Point localization data:
===

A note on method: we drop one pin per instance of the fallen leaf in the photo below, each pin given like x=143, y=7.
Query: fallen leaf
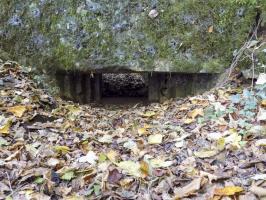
x=142, y=131
x=228, y=190
x=144, y=168
x=114, y=176
x=62, y=149
x=68, y=176
x=220, y=144
x=189, y=121
x=195, y=113
x=112, y=156
x=52, y=162
x=259, y=191
x=263, y=103
x=91, y=158
x=102, y=157
x=3, y=142
x=4, y=129
x=132, y=168
x=261, y=142
x=205, y=153
x=261, y=115
x=155, y=139
x=18, y=111
x=106, y=139
x=261, y=79
x=157, y=163
x=148, y=114
x=259, y=177
x=188, y=189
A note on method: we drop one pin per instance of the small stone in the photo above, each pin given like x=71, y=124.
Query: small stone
x=153, y=13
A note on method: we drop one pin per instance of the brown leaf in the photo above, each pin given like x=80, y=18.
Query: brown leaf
x=188, y=189
x=114, y=176
x=228, y=190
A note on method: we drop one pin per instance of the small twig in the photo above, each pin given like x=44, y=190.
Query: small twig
x=9, y=183
x=241, y=51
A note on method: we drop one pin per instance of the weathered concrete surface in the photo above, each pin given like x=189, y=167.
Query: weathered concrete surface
x=171, y=36
x=155, y=87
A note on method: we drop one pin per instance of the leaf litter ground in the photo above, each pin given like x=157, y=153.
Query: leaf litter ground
x=210, y=146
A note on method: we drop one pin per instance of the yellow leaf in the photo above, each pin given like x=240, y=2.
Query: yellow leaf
x=205, y=153
x=142, y=131
x=157, y=163
x=132, y=168
x=261, y=142
x=263, y=103
x=189, y=121
x=195, y=113
x=149, y=114
x=62, y=149
x=228, y=191
x=18, y=111
x=112, y=156
x=144, y=168
x=155, y=139
x=221, y=144
x=5, y=128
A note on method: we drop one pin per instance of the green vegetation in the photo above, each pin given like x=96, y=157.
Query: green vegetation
x=186, y=36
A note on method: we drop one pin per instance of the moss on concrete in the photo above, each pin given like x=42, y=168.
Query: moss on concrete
x=187, y=36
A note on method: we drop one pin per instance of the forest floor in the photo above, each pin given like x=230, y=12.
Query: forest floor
x=210, y=146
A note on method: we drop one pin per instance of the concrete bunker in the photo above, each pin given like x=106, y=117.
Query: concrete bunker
x=98, y=87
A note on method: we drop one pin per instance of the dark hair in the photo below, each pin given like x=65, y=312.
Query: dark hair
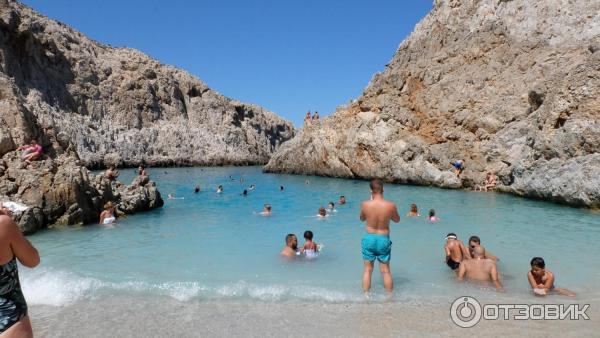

===

Try it: From the data, pick out every line that includes "dark".

Answer area:
A note on method: we drop one pin per instance of the dark hair in the photo below, each pin given like x=65, y=312.
Query: dark hair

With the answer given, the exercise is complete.